**Do this:** Convert the rows from the line with "Where can you see the headlight?" to the line with "<point>533,279</point>" into a two-column CSV with the columns text and answer, one line per row. Put each field in quotes and replace its line breaks with spaces.

**Records to process:**
--- --- ---
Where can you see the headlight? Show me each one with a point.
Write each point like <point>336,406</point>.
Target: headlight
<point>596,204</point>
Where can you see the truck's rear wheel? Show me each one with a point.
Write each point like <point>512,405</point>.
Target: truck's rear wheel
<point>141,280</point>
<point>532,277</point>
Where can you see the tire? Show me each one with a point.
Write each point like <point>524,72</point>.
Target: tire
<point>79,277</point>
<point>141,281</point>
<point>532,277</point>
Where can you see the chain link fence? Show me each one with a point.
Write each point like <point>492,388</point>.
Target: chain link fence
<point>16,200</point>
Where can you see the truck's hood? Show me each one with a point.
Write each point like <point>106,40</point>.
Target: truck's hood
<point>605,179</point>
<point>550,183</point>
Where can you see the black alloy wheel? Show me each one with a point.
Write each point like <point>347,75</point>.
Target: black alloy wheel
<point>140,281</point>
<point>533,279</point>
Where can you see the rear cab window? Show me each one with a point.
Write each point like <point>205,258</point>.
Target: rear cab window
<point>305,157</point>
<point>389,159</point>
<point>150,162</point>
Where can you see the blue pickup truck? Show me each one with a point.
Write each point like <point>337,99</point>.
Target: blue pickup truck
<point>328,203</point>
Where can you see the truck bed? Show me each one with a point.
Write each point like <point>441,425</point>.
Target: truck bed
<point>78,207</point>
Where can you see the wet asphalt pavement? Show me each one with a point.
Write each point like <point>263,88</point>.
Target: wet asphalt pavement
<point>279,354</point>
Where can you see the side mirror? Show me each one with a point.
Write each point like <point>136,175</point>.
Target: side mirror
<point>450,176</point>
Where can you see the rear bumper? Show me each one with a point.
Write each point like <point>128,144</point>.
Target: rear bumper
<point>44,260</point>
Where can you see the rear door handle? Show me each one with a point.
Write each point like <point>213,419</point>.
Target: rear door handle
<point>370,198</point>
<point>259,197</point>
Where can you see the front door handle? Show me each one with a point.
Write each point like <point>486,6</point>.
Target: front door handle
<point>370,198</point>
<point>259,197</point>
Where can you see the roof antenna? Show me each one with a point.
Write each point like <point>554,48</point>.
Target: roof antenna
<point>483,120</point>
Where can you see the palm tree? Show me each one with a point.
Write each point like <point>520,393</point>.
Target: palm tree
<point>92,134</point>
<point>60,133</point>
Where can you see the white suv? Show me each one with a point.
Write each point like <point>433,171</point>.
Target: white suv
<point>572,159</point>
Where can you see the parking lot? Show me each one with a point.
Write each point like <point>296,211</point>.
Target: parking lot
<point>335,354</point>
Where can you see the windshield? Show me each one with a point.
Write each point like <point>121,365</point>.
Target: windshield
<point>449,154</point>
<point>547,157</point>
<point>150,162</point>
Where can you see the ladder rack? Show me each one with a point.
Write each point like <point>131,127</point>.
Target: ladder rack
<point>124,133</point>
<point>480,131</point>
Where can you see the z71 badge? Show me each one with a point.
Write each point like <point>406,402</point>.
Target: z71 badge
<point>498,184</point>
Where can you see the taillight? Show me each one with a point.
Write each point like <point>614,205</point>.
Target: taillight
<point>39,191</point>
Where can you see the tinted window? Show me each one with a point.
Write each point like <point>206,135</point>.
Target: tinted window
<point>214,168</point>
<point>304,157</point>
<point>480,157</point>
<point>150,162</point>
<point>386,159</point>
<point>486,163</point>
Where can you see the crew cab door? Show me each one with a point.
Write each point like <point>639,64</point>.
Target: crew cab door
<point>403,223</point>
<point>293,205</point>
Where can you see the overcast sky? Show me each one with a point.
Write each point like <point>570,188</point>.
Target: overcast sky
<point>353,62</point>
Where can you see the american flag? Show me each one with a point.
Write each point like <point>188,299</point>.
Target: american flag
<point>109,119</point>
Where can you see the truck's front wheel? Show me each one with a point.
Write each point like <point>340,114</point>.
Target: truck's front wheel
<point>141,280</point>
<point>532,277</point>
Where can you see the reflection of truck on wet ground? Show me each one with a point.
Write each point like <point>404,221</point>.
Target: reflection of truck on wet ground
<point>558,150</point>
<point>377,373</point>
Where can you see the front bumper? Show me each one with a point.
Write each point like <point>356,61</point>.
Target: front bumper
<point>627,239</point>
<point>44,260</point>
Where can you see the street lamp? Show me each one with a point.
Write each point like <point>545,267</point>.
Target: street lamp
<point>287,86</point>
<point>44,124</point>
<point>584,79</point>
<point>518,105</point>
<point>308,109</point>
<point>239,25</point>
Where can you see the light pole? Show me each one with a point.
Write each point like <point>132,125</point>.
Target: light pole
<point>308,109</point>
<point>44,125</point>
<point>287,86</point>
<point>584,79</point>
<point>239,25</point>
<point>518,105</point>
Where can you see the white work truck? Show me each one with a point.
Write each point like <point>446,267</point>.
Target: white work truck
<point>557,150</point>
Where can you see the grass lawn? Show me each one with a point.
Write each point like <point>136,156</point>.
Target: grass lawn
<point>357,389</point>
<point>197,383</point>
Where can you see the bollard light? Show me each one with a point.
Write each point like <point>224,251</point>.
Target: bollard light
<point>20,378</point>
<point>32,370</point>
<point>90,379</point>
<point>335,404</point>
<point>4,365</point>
--- --- ---
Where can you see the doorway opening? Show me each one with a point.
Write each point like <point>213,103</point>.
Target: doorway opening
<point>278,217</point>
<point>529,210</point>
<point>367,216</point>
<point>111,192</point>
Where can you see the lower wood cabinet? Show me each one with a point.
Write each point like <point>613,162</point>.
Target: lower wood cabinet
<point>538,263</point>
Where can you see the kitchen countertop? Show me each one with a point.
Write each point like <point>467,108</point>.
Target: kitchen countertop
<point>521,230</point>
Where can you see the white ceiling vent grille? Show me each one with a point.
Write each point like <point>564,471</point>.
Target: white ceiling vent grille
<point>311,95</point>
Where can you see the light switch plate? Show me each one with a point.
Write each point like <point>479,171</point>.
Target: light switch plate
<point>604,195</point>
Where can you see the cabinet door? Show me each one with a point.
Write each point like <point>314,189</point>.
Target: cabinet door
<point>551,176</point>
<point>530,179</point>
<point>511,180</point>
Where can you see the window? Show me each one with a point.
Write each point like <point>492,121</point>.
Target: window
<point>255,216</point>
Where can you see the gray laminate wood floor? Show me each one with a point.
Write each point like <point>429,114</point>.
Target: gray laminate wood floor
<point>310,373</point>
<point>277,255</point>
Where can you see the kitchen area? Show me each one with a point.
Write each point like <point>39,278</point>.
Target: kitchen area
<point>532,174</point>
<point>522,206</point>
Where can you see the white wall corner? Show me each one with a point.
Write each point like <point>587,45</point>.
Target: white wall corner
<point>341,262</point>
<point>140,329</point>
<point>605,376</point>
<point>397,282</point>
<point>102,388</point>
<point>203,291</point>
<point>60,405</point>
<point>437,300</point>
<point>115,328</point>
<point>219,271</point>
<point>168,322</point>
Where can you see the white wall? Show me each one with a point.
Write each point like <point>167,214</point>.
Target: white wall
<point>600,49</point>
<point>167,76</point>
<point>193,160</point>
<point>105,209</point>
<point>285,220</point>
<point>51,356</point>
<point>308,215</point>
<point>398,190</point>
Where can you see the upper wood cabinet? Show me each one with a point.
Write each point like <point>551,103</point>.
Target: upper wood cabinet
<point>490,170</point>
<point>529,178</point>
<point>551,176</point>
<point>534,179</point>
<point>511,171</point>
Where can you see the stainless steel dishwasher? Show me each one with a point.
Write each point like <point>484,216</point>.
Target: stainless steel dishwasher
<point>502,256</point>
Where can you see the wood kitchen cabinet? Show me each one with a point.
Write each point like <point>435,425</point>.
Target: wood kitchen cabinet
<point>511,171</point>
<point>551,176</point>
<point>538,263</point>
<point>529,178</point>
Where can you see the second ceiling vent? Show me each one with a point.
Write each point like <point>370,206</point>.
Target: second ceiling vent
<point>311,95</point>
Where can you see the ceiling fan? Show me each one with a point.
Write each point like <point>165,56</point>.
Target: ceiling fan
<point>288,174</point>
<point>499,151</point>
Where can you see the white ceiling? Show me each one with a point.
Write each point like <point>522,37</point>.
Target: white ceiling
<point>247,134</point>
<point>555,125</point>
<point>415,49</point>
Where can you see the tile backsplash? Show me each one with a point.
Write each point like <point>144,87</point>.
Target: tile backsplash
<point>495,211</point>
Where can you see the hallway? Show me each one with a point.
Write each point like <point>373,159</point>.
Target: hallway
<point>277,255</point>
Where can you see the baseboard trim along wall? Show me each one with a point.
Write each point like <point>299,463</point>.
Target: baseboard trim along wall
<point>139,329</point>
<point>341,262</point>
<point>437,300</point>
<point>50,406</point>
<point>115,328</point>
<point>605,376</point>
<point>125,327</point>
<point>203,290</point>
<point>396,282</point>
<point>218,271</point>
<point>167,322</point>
--- --- ---
**Solved exercise:**
text,answer
"Where can you see the headlight? Show me each one with a point. Write each point like <point>336,406</point>. Target: headlight","<point>596,204</point>"
"Where can you see the truck's rear wheel? Show me each one with a point. Write each point like <point>512,405</point>. Target: truck's rear wheel","<point>141,280</point> <point>532,277</point>"
"Where can you see the tire? Show me each one with a point. Write each point like <point>524,72</point>. Target: tire","<point>79,277</point> <point>141,281</point> <point>532,277</point>"
"Where can you see the chain link fence? Show me each one with a point. Write each point like <point>492,388</point>. Target: chain link fence","<point>16,200</point>"
"Where can you see the truck's hood? Show me each one with a point. Write each point like <point>106,40</point>. Target: truck's hood","<point>605,179</point> <point>550,183</point>"
"Where can you see the black alloy wheel? Show me each one with a point. Write each point like <point>347,75</point>. Target: black alloy wheel","<point>140,281</point> <point>533,279</point>"